==== Input ====
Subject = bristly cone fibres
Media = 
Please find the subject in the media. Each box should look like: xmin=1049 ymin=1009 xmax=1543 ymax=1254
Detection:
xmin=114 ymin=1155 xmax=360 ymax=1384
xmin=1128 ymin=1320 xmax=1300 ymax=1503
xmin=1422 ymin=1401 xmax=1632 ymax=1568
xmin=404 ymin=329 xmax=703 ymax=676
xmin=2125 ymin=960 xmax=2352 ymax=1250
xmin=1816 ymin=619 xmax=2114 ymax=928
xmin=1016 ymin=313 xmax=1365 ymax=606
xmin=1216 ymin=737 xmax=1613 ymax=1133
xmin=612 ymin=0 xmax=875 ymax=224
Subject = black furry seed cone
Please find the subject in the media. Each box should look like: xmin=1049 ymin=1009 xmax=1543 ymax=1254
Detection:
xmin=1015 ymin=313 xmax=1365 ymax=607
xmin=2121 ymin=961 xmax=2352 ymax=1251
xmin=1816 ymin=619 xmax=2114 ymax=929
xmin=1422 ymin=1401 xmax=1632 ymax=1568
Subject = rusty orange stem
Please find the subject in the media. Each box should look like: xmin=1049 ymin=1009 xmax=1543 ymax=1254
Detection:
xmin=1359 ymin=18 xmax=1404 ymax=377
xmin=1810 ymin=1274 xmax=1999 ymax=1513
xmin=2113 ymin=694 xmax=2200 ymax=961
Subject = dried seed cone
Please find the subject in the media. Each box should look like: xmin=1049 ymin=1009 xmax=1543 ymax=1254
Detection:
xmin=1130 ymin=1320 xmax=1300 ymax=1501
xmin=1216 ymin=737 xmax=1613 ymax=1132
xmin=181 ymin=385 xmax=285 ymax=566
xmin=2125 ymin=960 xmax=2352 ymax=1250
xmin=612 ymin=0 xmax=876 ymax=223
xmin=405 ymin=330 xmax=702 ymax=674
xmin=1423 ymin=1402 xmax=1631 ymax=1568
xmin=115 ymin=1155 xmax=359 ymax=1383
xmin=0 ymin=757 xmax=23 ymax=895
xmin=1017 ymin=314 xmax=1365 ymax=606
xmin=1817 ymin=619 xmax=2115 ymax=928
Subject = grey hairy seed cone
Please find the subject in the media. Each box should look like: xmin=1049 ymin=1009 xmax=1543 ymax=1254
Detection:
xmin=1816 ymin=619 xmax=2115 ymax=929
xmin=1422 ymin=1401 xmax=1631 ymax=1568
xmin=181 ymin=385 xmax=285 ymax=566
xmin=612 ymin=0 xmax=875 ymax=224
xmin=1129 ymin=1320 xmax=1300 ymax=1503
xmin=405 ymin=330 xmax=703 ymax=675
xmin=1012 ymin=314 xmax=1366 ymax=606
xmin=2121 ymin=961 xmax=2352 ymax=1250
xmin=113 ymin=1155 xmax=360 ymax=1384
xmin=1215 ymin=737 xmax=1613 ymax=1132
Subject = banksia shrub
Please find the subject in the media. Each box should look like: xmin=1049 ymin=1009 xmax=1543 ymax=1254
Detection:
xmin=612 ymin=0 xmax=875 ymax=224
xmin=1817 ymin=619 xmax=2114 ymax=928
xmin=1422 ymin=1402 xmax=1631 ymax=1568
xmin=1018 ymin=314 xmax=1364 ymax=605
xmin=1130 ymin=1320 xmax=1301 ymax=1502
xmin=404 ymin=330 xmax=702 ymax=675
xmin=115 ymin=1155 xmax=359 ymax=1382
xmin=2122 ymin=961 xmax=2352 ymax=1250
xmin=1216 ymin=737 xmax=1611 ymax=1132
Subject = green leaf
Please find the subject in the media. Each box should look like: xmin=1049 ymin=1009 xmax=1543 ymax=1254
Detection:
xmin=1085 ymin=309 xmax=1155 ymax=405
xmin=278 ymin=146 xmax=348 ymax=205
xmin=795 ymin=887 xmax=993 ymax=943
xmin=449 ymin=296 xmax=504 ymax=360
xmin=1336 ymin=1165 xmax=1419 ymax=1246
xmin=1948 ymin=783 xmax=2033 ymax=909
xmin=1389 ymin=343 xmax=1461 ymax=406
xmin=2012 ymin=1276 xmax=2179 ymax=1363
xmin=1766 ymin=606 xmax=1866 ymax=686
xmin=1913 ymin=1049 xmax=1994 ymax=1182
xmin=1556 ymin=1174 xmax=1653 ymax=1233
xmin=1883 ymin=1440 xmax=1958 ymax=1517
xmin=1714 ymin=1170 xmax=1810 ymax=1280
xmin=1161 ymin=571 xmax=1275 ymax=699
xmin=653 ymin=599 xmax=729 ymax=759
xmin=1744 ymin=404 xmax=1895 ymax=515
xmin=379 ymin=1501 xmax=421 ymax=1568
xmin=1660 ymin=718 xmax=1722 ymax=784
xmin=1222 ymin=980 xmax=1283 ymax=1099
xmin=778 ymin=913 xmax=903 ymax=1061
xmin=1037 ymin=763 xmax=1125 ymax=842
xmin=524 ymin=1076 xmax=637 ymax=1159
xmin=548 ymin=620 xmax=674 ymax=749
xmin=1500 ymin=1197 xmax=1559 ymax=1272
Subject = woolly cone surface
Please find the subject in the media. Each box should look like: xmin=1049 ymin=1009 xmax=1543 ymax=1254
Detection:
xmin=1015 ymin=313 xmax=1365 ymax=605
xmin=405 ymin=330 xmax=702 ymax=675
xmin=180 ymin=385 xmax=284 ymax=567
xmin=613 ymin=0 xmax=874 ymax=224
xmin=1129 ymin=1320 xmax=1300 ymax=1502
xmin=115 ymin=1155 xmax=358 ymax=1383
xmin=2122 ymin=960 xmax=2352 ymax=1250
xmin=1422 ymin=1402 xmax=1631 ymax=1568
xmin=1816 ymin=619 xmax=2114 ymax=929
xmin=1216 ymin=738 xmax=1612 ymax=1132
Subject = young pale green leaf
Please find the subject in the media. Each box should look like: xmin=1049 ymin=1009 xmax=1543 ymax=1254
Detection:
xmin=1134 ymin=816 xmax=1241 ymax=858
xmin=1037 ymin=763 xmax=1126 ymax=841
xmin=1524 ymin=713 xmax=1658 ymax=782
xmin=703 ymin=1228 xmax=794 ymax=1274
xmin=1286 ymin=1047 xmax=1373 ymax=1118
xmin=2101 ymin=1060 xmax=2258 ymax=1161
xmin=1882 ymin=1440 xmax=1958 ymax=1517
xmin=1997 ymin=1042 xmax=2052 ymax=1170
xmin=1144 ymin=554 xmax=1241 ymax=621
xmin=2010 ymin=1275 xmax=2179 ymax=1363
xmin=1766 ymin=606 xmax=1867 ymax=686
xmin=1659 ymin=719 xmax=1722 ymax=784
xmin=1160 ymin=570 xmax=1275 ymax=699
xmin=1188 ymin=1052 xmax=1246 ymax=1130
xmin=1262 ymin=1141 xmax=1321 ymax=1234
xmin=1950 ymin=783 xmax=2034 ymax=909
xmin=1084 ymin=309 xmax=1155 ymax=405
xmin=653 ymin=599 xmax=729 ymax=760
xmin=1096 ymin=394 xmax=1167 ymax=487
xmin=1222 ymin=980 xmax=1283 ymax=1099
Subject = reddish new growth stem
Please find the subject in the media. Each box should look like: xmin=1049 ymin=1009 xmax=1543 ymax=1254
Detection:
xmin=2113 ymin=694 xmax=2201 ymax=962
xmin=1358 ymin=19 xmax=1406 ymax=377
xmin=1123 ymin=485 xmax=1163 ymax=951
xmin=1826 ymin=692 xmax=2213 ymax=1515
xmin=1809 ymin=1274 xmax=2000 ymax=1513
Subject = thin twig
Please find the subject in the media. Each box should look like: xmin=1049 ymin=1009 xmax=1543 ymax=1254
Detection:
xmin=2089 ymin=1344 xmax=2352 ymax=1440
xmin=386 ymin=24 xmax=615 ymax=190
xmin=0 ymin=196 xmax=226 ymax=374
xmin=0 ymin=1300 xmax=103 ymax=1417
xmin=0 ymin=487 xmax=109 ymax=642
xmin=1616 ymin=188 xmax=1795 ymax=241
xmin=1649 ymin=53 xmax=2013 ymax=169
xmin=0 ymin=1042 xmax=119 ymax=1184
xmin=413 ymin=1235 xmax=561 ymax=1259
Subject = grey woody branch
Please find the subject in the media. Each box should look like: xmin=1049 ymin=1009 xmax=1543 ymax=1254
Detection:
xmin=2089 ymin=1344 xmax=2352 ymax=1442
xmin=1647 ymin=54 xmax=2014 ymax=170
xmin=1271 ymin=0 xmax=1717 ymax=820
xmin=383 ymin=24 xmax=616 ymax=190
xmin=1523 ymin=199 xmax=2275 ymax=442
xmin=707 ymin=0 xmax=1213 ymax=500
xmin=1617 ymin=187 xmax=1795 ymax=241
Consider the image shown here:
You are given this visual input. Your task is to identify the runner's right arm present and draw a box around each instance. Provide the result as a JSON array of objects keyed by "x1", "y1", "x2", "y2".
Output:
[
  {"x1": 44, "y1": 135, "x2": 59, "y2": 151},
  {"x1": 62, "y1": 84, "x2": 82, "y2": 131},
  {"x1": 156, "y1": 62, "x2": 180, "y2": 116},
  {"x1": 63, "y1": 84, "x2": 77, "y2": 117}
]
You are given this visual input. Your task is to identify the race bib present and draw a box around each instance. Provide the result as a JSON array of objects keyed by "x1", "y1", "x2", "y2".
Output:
====
Copy out each line of the data containing the string "stem".

Subject = rusty orange stem
Subject = reddish new growth stem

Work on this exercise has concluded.